● What needs to be done:
Every line from the line containing "Would you please tag the concrete path" through the final line of the data is to be printed exactly; no other line is to appear.

● Dataset excerpts:
+ + + + + + +

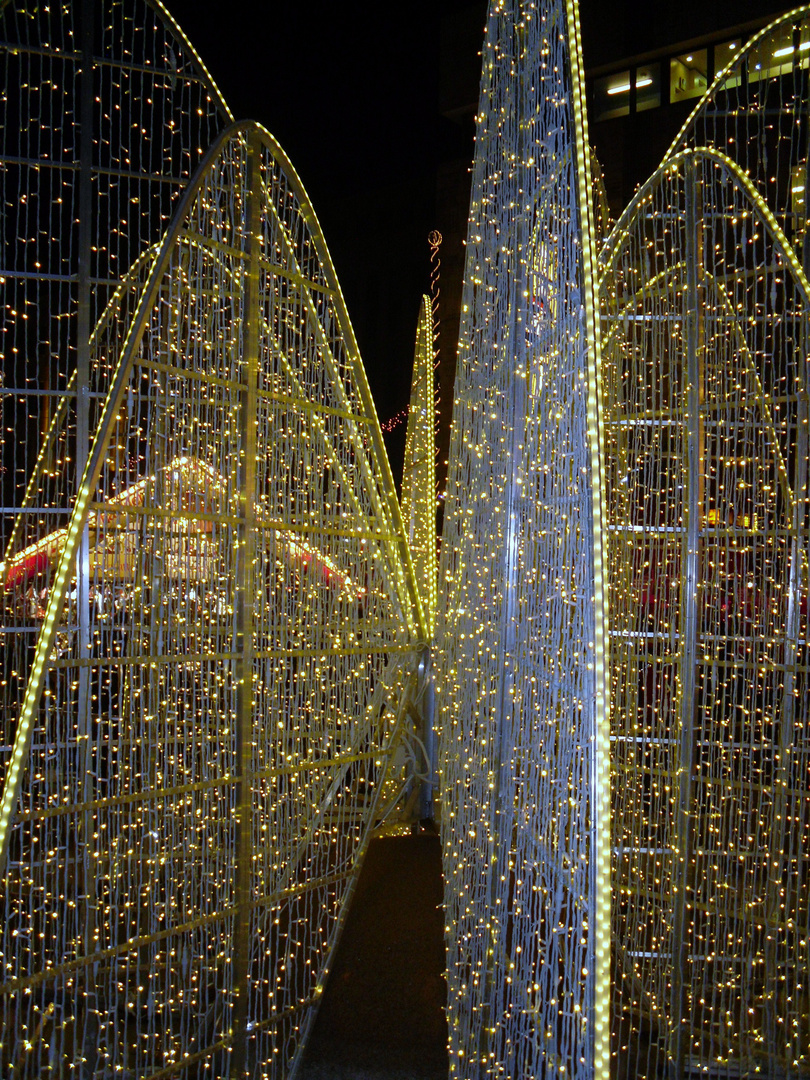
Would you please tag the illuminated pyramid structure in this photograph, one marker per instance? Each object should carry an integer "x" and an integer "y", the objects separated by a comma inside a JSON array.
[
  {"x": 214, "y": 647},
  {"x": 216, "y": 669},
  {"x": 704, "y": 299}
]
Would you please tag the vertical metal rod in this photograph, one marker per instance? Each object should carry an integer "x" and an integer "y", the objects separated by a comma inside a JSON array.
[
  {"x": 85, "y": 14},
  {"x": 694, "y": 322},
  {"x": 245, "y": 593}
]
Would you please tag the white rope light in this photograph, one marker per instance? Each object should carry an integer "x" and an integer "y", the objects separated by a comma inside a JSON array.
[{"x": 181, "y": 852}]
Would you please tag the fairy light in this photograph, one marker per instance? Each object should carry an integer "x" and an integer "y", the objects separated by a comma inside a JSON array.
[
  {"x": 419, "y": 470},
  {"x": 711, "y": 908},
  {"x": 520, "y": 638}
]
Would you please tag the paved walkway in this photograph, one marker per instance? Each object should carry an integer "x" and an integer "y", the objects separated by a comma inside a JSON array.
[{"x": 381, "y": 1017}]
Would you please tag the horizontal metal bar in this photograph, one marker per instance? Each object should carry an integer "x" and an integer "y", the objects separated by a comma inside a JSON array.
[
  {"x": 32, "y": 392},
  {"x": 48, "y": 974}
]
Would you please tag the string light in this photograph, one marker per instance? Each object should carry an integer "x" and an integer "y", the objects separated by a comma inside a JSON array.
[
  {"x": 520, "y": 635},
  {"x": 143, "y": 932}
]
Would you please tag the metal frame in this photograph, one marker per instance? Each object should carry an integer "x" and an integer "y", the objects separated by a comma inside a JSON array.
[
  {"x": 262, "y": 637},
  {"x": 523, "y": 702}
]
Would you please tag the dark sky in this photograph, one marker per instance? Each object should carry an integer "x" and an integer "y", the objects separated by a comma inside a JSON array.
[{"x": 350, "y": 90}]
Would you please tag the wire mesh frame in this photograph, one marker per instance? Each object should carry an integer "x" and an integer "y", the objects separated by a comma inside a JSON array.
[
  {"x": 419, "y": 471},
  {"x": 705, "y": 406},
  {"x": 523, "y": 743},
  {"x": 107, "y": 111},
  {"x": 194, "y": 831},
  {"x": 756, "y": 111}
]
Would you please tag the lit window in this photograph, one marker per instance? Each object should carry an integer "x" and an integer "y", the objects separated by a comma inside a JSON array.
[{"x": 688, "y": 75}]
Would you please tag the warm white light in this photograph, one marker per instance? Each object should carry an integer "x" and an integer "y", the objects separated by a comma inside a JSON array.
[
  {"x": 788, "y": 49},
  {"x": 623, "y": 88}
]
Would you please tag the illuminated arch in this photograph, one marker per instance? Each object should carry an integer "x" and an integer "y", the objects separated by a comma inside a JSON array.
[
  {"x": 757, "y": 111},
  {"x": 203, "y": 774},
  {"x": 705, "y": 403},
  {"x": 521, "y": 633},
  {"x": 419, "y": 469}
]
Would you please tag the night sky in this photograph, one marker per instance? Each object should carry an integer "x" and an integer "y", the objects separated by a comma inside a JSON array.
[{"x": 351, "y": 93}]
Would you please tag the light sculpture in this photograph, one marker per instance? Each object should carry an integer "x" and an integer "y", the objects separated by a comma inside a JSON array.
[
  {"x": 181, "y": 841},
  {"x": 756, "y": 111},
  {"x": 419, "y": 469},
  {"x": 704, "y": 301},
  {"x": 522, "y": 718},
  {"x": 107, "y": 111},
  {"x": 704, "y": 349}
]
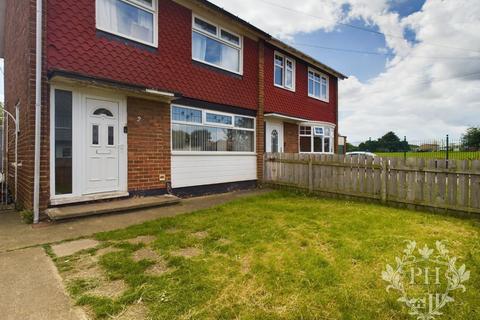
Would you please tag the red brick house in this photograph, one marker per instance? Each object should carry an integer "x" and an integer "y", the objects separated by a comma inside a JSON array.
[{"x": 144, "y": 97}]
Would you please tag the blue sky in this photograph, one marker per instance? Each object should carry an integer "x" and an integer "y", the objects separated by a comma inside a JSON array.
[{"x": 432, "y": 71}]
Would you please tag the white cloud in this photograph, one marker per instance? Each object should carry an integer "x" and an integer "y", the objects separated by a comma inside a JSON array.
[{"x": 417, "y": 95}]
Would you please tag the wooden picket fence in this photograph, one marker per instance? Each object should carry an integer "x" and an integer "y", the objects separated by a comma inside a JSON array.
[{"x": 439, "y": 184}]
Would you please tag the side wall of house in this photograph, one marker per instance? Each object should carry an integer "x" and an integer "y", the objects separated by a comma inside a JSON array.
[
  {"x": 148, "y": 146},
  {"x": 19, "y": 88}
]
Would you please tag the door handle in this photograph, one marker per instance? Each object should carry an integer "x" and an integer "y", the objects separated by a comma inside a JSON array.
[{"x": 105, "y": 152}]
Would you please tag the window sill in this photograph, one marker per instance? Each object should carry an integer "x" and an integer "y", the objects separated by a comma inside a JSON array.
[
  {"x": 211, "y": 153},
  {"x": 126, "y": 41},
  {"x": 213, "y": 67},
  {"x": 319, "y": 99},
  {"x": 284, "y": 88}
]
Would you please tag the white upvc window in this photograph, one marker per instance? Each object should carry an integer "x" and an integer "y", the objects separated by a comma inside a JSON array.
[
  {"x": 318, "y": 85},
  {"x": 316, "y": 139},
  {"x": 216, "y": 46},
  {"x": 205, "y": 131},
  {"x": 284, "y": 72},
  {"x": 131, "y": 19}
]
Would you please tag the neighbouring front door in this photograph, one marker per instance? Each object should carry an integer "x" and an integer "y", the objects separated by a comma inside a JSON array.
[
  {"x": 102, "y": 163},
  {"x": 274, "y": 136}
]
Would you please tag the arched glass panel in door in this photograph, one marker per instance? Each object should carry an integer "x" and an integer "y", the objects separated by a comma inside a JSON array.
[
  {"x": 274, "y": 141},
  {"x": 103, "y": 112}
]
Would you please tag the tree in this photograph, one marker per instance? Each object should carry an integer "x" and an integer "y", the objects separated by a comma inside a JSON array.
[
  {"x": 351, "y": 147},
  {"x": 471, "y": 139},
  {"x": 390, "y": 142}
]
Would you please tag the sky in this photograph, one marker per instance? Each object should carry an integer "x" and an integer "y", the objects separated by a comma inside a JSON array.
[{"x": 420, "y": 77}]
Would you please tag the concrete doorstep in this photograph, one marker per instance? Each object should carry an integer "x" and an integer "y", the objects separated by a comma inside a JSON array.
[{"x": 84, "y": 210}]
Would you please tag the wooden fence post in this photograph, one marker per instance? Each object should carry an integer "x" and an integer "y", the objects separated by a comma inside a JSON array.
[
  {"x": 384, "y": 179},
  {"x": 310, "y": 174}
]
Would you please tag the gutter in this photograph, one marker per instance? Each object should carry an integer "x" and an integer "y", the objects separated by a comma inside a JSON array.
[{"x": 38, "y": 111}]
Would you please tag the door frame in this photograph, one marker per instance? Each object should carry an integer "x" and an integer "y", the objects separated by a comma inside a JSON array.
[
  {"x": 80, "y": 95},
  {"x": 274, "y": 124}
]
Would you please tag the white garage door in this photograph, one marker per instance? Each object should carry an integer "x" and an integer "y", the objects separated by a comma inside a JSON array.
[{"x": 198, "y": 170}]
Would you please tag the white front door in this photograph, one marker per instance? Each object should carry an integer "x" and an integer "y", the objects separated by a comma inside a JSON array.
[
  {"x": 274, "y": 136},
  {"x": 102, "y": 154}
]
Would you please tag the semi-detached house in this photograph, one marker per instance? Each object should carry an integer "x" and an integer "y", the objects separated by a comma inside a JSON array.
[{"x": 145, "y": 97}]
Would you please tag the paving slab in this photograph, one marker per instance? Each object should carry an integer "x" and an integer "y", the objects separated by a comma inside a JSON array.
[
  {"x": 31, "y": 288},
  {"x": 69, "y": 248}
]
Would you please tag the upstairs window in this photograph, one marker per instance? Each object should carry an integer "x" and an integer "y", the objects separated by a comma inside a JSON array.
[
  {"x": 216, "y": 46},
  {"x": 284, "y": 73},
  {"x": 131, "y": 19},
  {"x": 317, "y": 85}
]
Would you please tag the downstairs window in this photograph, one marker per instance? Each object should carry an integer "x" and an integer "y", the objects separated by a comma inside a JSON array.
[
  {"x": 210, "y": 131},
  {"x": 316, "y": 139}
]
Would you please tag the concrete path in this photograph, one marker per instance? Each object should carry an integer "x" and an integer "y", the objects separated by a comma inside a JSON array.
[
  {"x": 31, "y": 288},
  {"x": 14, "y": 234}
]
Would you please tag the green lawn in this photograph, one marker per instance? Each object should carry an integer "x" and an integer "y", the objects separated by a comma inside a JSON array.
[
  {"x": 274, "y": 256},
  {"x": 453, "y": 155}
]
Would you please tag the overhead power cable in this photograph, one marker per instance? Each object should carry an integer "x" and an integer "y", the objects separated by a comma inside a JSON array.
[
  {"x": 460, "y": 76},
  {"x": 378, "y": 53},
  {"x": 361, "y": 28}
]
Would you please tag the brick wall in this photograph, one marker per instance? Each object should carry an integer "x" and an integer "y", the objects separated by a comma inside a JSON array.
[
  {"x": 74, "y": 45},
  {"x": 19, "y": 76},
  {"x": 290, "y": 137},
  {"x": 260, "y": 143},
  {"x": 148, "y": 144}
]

+ + + + + + +

● The completed task:
Would you please tag the concrete path in this photograph, one marker per instance? Each object should carry an integer "x" and an integer "y", the objects separated by a comma inside a JSON array.
[
  {"x": 31, "y": 288},
  {"x": 14, "y": 234}
]
Would you please tag the green lawn in this photograph, one marker per instance? Each object should carry an integer "x" and an integer "y", the objects separated by a comma inside a JSON array.
[
  {"x": 274, "y": 256},
  {"x": 453, "y": 155}
]
Would you please tag the overhead power cable in this photograph, one marker per instance? Each object should carry an integer "x" and an integer "y", the objects separated by a comma inside a JSON array.
[
  {"x": 460, "y": 76},
  {"x": 378, "y": 53},
  {"x": 361, "y": 28}
]
Would you please tag the brick wall in this photograph, one marker per instance? Each object should carry an integer "x" and an integer "y", the objects separated by a comma inside a JSON array.
[
  {"x": 74, "y": 45},
  {"x": 19, "y": 76},
  {"x": 290, "y": 137},
  {"x": 260, "y": 143},
  {"x": 148, "y": 144}
]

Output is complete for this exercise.